GIVEN PROBLEM.
Reproduce every one of the following rows word for word, omitting the pictures.

################

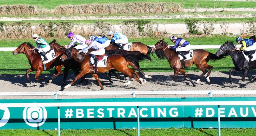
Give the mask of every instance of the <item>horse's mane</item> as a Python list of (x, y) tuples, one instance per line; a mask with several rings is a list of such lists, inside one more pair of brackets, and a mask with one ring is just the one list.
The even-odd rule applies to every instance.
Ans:
[[(23, 44), (24, 44), (25, 43), (24, 43)], [(32, 45), (32, 44), (30, 43), (29, 42), (27, 43), (27, 45), (28, 45), (28, 47), (30, 49), (33, 49), (35, 47), (33, 46)]]

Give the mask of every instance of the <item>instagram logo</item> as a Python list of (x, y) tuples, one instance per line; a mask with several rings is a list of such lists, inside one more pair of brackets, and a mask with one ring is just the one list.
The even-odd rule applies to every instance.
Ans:
[(44, 107), (25, 107), (23, 114), (25, 122), (33, 127), (42, 125), (47, 118), (47, 111)]

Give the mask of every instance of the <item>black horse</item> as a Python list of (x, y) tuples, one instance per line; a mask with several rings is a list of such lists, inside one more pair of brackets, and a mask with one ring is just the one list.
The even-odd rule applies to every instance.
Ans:
[(215, 53), (217, 56), (225, 55), (227, 54), (230, 54), (233, 61), (233, 63), (235, 65), (235, 68), (229, 70), (229, 82), (231, 85), (233, 84), (231, 78), (231, 74), (232, 72), (243, 71), (242, 80), (243, 81), (251, 81), (253, 78), (253, 77), (252, 77), (247, 79), (245, 79), (248, 71), (256, 68), (256, 61), (255, 60), (252, 61), (252, 65), (250, 66), (243, 54), (240, 52), (235, 50), (235, 47), (233, 42), (229, 42), (227, 41), (220, 46)]

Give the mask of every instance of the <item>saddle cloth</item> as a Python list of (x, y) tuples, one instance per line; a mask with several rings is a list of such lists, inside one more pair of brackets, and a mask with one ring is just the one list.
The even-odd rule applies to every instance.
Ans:
[[(96, 58), (97, 58), (98, 56), (95, 56)], [(97, 63), (97, 67), (107, 67), (107, 59), (108, 58), (107, 56), (103, 56), (101, 57), (99, 57), (98, 60), (98, 63)], [(94, 60), (91, 57), (90, 59), (90, 61), (91, 63), (93, 64), (94, 63)]]
[[(251, 52), (254, 52), (254, 53), (252, 54), (252, 61), (255, 60), (256, 60), (256, 53), (255, 53), (255, 51), (254, 50), (252, 51), (249, 51), (249, 52), (250, 52), (250, 53)], [(248, 57), (248, 56), (245, 54), (244, 54), (244, 51), (242, 51), (242, 52), (243, 52), (243, 54), (244, 54), (244, 58), (245, 58), (245, 59), (246, 59), (246, 60), (247, 60), (247, 61), (249, 61), (249, 57)]]
[[(56, 56), (55, 56), (55, 53), (54, 52), (54, 50), (52, 50), (48, 53), (46, 53), (45, 54), (45, 56), (46, 56), (48, 60), (43, 62), (43, 63), (44, 64), (46, 64), (56, 58)], [(42, 58), (42, 60), (44, 59), (44, 57), (41, 56), (41, 58)]]
[(127, 43), (124, 45), (124, 50), (126, 51), (129, 51), (132, 47), (132, 42)]
[[(184, 55), (185, 55), (187, 58), (187, 59), (185, 60), (191, 60), (192, 59), (192, 57), (193, 57), (193, 55), (194, 55), (193, 54), (193, 50), (190, 50), (189, 52), (188, 52), (188, 53), (185, 54), (184, 54), (183, 52), (182, 52), (182, 53), (184, 54)], [(182, 59), (183, 59), (183, 57), (182, 57), (179, 54), (179, 57), (180, 57), (180, 60), (182, 60)]]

################

OUTPUT OF THE EXERCISE.
Give the mask of every instance of the <item>horse's mane</item> as a Python list of (x, y) tuples, one instance per line; a mask with several rings is a list of such lists, inside one more pair of brackets, and a mask with one ring is just the one list.
The even-odd rule applies to every instance.
Ans:
[[(23, 44), (24, 44), (25, 43), (24, 43)], [(32, 45), (32, 44), (30, 43), (29, 42), (27, 43), (27, 45), (28, 45), (28, 47), (30, 49), (33, 49), (35, 47), (33, 46)]]

Give the mask of every instance of the <item>instagram logo</item> as a Python list of (x, y) tuples, one instance per line; a mask with several rings is a list of such lists, inside one more pair of brackets, and a mask with one ring is just the one list.
The even-odd rule applies to every instance.
Ans:
[(44, 107), (25, 107), (23, 114), (25, 122), (33, 127), (42, 125), (47, 118), (47, 111)]

Give the mask of every instance of the <item>black horse</item> as a Python list of (x, y) tuples, one instance per line; a mask with several rings is a list of such lists, inside one more pair of brackets, and a mask with one ring is just the one list.
The even-odd rule applies to every instance.
Ans:
[(215, 53), (217, 56), (225, 55), (227, 54), (230, 54), (233, 61), (233, 63), (235, 65), (235, 68), (229, 70), (229, 82), (231, 85), (233, 84), (231, 78), (231, 74), (232, 72), (243, 71), (242, 80), (243, 81), (251, 81), (253, 78), (253, 77), (252, 77), (247, 79), (245, 79), (248, 71), (256, 68), (256, 61), (255, 60), (252, 61), (252, 65), (250, 66), (243, 54), (240, 52), (235, 50), (235, 47), (233, 42), (229, 42), (227, 41), (220, 46)]

Give the mask of every instance of the <item>saddle cloth</item> as a Python list of (x, y) tuples, one instance per line; a mask with several rings is a list of such lists, inside one more pair of brackets, and a mask with one ring is just the one list.
The even-odd rule applies to every instance.
Ans:
[[(96, 58), (97, 58), (98, 56), (95, 56)], [(97, 63), (97, 67), (107, 67), (107, 59), (108, 58), (107, 56), (103, 56), (101, 57), (99, 57), (98, 60), (98, 63)], [(94, 60), (91, 57), (90, 59), (90, 61), (91, 63), (93, 64), (94, 63)]]
[[(251, 52), (254, 52), (254, 53), (252, 54), (252, 61), (255, 60), (256, 60), (256, 53), (255, 53), (255, 51), (254, 50), (252, 51), (249, 51), (249, 52), (250, 52), (250, 53)], [(248, 57), (248, 56), (245, 54), (244, 54), (244, 51), (242, 51), (242, 52), (243, 52), (243, 54), (244, 54), (244, 58), (245, 58), (245, 59), (246, 59), (246, 60), (247, 60), (247, 61), (249, 61), (249, 57)]]
[[(56, 56), (55, 56), (55, 53), (54, 52), (54, 50), (52, 50), (48, 53), (46, 53), (45, 54), (45, 56), (46, 56), (48, 60), (43, 62), (43, 63), (44, 64), (46, 64), (56, 58)], [(42, 58), (42, 60), (44, 59), (44, 57), (41, 56), (41, 58)]]
[(127, 43), (124, 45), (124, 50), (126, 51), (129, 51), (132, 47), (132, 42)]
[[(184, 55), (185, 55), (187, 58), (187, 59), (185, 60), (191, 60), (192, 59), (192, 57), (193, 57), (193, 55), (194, 55), (193, 54), (193, 50), (190, 50), (189, 52), (188, 52), (188, 53), (185, 54), (184, 54), (183, 52), (182, 52), (182, 53), (184, 54)], [(182, 59), (183, 59), (183, 57), (182, 57), (179, 54), (179, 57), (180, 57), (180, 60), (182, 60)]]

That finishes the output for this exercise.